▶ [Document passage]
Begin
I’m sure bitwise operations will be covered later in this course, but I couldn’t resist using them for a nice, clean version of the IsIsogram check.
Bitwise operations allow you to manipulate and test the individual bits (the 0s and 1s) of your data types. One common use of bitwise operations is the creation of bit flags, which can be used in effect like an array of booleans, but in a much more compact format.
Here’s my solution, with an explanation of what’s going on below!
Footprints
Let’s talk briefly about type sizes. The smallest native types are the char and the bool, each coming in at 1 byte, or 8 bits. A short is 2 bytes, and the standard 32-bit int (at 8 bits a byte) comes in at 4 bytes!
So how can we represent the 26 characters of the alphabet in the most compact format?
An array of bools sounds appealing, but will be 26 bytes.
In an absolutely minimized map, using a <char, bool> as type, if we have one character we’re storing 2 bytes, one for the key itself, and one for the bool. At 16 bits, this is smaller than one bit per character, but it doubles in size for each character present in our hidden word.
For the sake of the exercise below, let’s imagine we’re testing the non-isogram entry acai.
Introducing the Bit Flag
What if, instead, we could represent each character as a single bit? If a character was present, it would be a 1, otherwise it would be a zero! That’s as compact as we can get!
Here, I’m using an int32 to hold my character presence data, but instead of using it as a number, I’m using each bit individually, so:
'a' = 0
'b' = 10
'c' = 100
and so on! 32 bits is a bit larger than our alphabet, but by using that type, we guarantee that we’re byte aligned, which is a useful to know topic that you don’t need to know right now.
Meeting the Operators
For the sake of ease, let’s imagine I’m only using an 8 character alphabet here. We’ll have a single byte bit flag that we’ll set to 0 at the start:
00000000 flag
As we loop through our letters, we’re converting each one from a-z to 0-25. Let’s imagine an a comes down the pipeline. That gives us a 0, which means we want to look at the 0th bit in our bit flag. But how can we test to see of the 0th spot is turned on or off? This is where bitwise AND comes in
In a bitwise AND, represented by the operator &, we take each bit, and do a true/false test against it to build a resulting value. If we had a single bit, 0& 0 = 0, 0 & 1 = 0, and 1 & 1 = 1.
We can represent our ‘a’ as “00000001” in this instance, and compare each bit against the one in our flag.
00000000 flag
00000001 & mask for 'a'
----------------
00000000 result of bitwise AND
Ta da! Comparing our character against the flag returns 0!, which means charFlag & 1 << checkIndex will be false. Speaking of which, what exactly is that 1 << checkIndex doing?
End
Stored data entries
Begin
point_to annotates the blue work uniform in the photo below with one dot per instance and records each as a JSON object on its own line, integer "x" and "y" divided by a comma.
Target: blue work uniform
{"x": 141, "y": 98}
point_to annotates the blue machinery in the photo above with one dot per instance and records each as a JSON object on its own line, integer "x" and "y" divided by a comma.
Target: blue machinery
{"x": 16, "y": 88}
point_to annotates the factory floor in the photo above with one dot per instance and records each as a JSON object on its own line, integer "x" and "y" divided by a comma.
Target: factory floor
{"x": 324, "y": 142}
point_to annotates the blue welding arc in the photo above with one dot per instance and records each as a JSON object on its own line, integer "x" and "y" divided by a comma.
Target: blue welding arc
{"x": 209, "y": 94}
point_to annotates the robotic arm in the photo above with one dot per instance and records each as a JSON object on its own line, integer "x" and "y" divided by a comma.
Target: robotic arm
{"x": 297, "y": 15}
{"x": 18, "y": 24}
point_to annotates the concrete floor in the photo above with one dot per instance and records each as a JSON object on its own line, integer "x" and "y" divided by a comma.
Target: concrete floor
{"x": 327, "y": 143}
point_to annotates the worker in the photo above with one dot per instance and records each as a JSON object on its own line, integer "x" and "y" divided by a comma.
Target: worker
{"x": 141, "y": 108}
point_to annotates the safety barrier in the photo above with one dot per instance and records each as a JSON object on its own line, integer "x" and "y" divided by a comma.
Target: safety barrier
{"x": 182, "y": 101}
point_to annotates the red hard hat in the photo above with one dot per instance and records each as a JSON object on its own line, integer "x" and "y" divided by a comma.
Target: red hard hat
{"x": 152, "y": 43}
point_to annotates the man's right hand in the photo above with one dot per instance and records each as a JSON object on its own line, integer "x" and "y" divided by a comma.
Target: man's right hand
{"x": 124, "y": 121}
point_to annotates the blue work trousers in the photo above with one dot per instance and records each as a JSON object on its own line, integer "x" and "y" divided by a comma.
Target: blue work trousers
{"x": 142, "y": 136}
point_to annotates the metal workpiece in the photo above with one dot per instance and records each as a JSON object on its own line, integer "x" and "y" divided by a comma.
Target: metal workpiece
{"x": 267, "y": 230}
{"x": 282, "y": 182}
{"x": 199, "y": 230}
End
▶ [Exercise instructions]
**1.** Print everything in the bit flag post from "Meeting the Operators" down to "and 1 & 1 = 1.".
**2.** According to the bit flag post, how many bytes would an array of bools take to represent the 26 letters of the alphabet?
Rely only on the bit flag post, not on the material.

▶ [Written answers]
**1.**
Meeting the Operators
For the sake of ease, let’s imagine I’m only using an 8 character alphabet here. We’ll have a single byte bit flag that we’ll set to 0 at the start:
00000000 flag
As we loop through our letters, we’re converting each one from a-z to 0-25. Let’s imagine an a comes down the pipeline. That gives us a 0, which means we want to look at the 0th bit in our bit flag. But how can we test to see of the 0th spot is turned on or off? This is where bitwise AND comes in
In a bitwise AND, represented by the operator &, we take each bit, and do a true/false test against it to build a resulting value. If we had a single bit, 0& 0 = 0, 0 & 1 = 0, and 1 & 1 = 1.

**2.** 26 bytes.